= Aim of the task =
Look through the entries for the line containing "Can you find the shirt". Then output that line and every line after it, exactly, to the end.

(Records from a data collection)
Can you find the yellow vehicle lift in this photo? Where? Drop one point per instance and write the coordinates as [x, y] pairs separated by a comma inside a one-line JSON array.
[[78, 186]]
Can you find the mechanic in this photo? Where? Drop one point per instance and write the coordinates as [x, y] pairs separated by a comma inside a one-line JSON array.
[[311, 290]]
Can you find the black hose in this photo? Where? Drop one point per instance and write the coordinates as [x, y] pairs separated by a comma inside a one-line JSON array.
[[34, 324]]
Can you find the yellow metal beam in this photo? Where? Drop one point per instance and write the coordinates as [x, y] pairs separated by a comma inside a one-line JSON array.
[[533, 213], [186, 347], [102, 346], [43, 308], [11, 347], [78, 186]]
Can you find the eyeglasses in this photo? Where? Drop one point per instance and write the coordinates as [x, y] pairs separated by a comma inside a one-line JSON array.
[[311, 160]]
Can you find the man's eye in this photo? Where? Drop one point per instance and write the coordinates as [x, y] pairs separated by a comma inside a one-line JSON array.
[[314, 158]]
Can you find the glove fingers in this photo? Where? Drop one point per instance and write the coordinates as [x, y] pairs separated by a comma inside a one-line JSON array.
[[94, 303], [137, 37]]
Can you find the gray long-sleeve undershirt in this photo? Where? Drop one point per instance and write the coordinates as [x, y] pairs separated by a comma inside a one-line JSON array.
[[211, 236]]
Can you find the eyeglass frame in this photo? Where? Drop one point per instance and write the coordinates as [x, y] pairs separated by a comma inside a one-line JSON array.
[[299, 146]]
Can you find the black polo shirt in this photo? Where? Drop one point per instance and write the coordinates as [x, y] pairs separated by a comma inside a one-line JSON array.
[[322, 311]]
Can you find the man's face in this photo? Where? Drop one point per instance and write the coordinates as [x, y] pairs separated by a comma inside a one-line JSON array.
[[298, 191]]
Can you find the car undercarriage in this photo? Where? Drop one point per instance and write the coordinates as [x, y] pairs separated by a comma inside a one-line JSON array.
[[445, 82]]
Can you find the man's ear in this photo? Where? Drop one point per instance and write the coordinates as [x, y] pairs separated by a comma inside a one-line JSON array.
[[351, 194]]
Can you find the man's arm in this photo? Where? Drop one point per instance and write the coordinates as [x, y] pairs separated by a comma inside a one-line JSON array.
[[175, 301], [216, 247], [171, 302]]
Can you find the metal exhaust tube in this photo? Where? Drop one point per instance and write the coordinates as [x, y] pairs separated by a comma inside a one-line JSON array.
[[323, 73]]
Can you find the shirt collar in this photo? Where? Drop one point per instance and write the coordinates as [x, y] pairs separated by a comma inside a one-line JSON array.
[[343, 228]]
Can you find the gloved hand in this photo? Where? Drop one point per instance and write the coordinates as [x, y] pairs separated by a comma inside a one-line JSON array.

= Answer to this task =
Can you find the shirt collar in this photo? Where? Drop one point per instance and write the coordinates as [x, y] pairs separated by a comma inside a one-line JSON array.
[[343, 228]]
Can you find the gloved hand in this photo? Where? Drop one point per instance and write the coordinates as [x, y] pairs separated by a comma inside a one-line JSON array.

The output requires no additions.